Task material START
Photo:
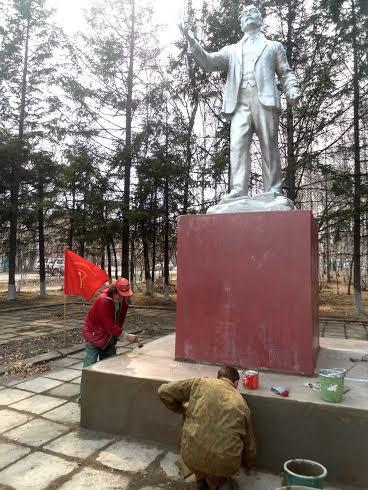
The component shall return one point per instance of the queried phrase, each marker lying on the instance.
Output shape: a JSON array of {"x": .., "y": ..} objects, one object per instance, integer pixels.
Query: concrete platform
[{"x": 120, "y": 396}]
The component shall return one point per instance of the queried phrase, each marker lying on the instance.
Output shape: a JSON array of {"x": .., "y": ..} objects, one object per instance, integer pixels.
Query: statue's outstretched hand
Task material END
## Exercise
Wherever a picture appears in the data, please drop it and retype the rest exactly.

## Completed exercise
Photo:
The component shall return one point per instance of the queried phrase, each marker lying on the instance.
Output shape: a JSON array of {"x": .., "y": ..} objects, one object per instance, integer pixels.
Query: concrete platform
[{"x": 120, "y": 396}]
The component shall return one point per instance of the queried phrase, each marker lying on the instance.
Output shape: a JSON array of {"x": .., "y": ..} objects, one object per instance, integer pixels.
Query: statue's outstretched hand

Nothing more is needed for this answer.